- _Task item_:
All that is needed is the number of lines in the records that contain the word "white", stated without anything else.

(Natural language region descriptions)
○ ○ ○

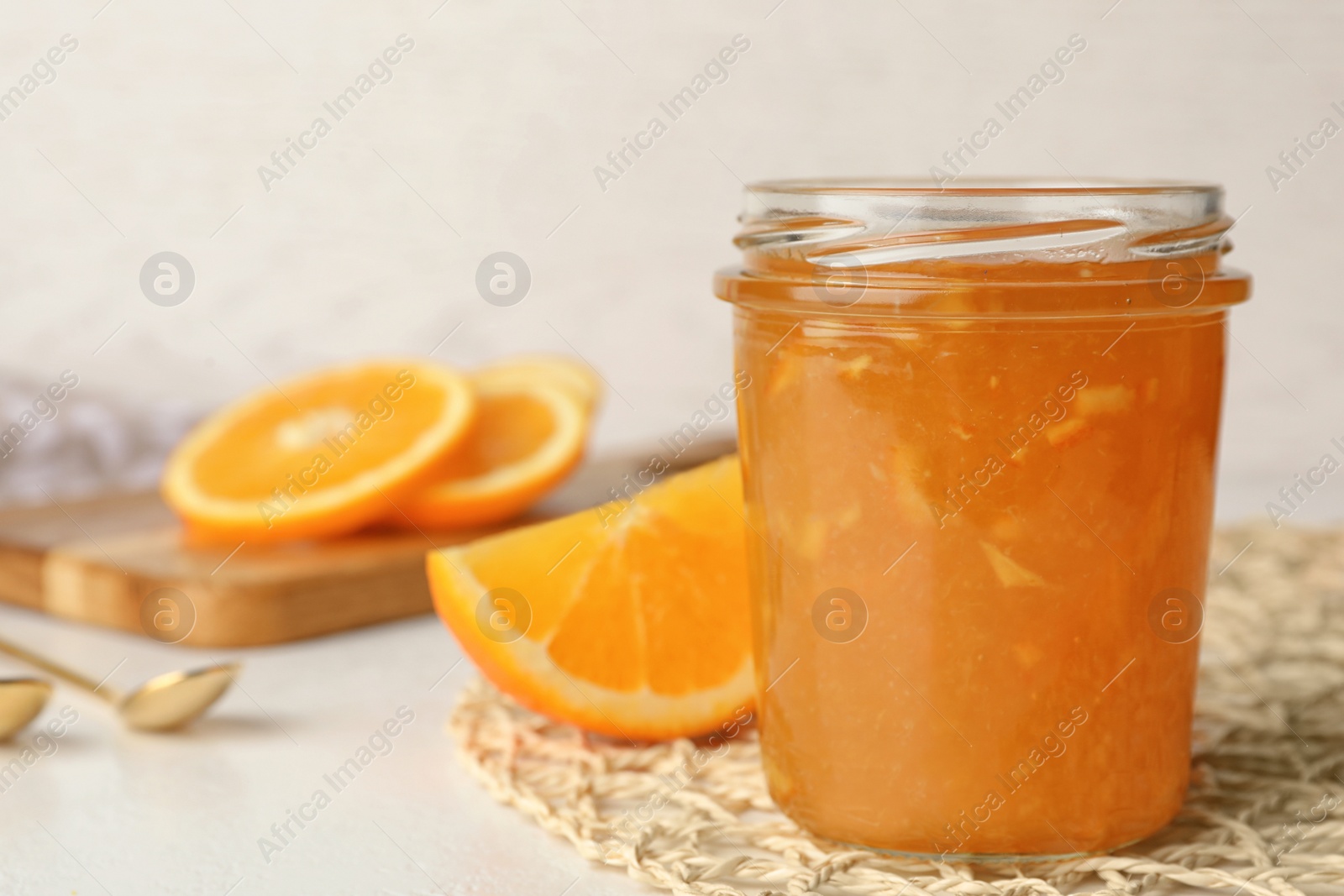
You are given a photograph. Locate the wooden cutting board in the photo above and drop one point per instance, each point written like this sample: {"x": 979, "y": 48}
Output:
{"x": 121, "y": 562}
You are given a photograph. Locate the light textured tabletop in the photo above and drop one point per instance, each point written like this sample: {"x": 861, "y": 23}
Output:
{"x": 107, "y": 810}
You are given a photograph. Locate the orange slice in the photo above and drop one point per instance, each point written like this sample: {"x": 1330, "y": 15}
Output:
{"x": 528, "y": 436}
{"x": 564, "y": 372}
{"x": 318, "y": 456}
{"x": 629, "y": 620}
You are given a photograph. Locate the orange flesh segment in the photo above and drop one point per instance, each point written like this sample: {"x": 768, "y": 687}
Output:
{"x": 647, "y": 616}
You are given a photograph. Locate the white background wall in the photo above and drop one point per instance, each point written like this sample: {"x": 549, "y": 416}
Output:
{"x": 486, "y": 139}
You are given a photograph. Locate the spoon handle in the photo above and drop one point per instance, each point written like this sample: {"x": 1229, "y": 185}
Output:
{"x": 60, "y": 672}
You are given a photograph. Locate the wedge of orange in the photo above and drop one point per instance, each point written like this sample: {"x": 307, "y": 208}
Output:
{"x": 318, "y": 456}
{"x": 530, "y": 432}
{"x": 625, "y": 620}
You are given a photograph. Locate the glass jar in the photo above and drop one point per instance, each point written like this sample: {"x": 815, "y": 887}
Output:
{"x": 979, "y": 452}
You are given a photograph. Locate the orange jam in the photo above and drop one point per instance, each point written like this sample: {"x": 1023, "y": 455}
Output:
{"x": 979, "y": 453}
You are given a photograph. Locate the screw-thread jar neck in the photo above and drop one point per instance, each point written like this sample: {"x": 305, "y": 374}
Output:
{"x": 878, "y": 248}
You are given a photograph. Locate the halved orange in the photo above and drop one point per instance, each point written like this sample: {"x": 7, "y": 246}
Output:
{"x": 528, "y": 436}
{"x": 564, "y": 372}
{"x": 629, "y": 620}
{"x": 318, "y": 456}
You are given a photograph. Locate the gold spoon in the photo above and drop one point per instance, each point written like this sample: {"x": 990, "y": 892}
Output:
{"x": 20, "y": 701}
{"x": 163, "y": 703}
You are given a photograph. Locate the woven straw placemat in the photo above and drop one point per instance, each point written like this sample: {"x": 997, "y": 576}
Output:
{"x": 1263, "y": 815}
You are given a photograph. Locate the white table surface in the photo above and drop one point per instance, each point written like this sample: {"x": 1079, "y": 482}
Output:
{"x": 125, "y": 813}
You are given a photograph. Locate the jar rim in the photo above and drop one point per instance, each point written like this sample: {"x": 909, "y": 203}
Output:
{"x": 889, "y": 244}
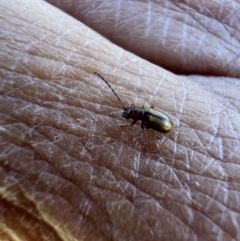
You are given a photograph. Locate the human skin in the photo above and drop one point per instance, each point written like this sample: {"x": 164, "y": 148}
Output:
{"x": 69, "y": 173}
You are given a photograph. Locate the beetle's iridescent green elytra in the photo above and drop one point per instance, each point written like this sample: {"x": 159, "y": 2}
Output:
{"x": 151, "y": 119}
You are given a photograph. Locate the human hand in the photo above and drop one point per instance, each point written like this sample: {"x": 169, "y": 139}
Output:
{"x": 64, "y": 180}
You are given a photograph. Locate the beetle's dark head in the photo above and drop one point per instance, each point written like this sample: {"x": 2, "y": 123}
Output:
{"x": 128, "y": 112}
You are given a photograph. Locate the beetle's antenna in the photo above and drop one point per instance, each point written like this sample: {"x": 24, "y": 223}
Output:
{"x": 111, "y": 89}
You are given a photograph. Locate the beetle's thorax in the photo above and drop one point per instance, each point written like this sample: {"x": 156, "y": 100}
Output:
{"x": 135, "y": 113}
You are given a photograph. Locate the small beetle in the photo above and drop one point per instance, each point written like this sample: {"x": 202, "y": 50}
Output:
{"x": 151, "y": 118}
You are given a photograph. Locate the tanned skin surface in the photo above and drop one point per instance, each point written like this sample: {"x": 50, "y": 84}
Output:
{"x": 68, "y": 172}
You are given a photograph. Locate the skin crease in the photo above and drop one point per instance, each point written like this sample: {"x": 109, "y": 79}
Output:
{"x": 67, "y": 171}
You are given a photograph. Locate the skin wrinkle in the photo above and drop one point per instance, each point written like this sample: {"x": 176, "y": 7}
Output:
{"x": 166, "y": 150}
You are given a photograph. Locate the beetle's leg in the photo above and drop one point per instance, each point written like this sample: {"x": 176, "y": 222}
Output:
{"x": 143, "y": 127}
{"x": 133, "y": 123}
{"x": 155, "y": 134}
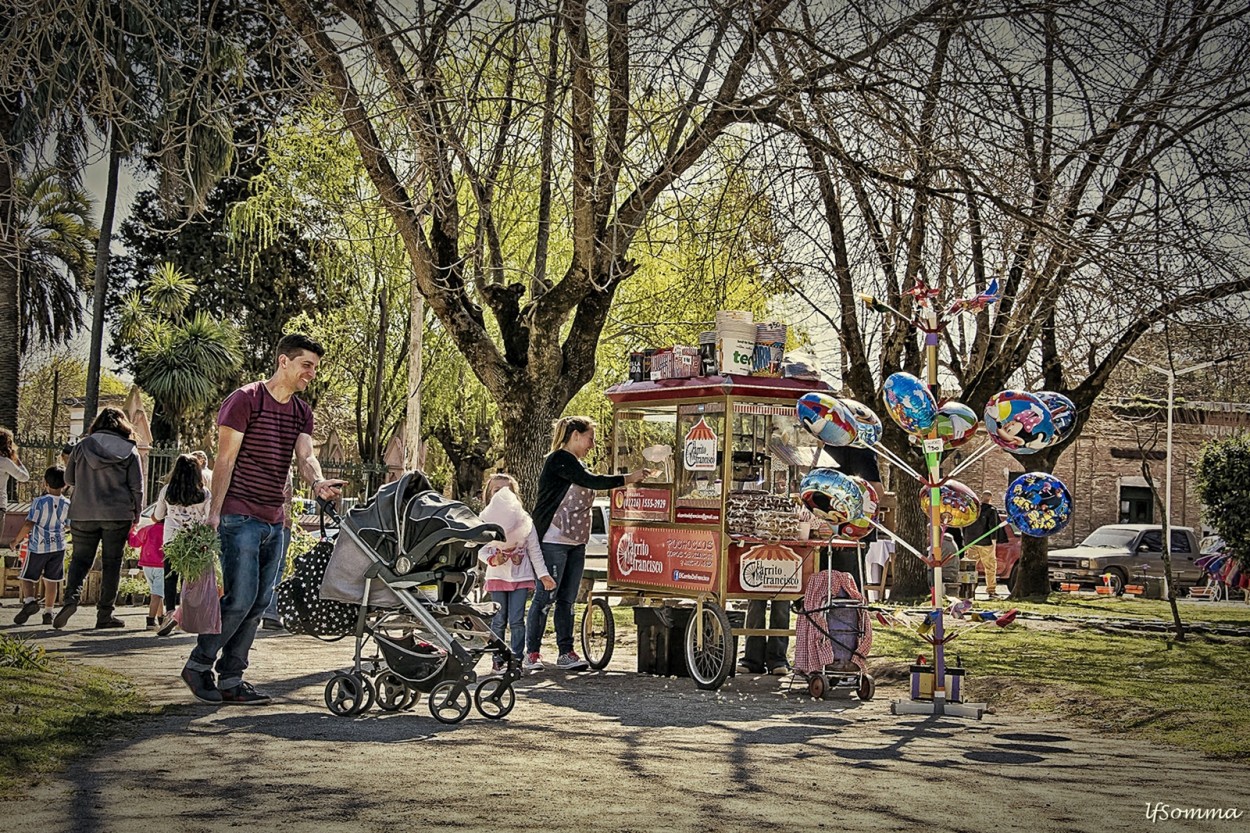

○ ○ ○

- _Written response_:
2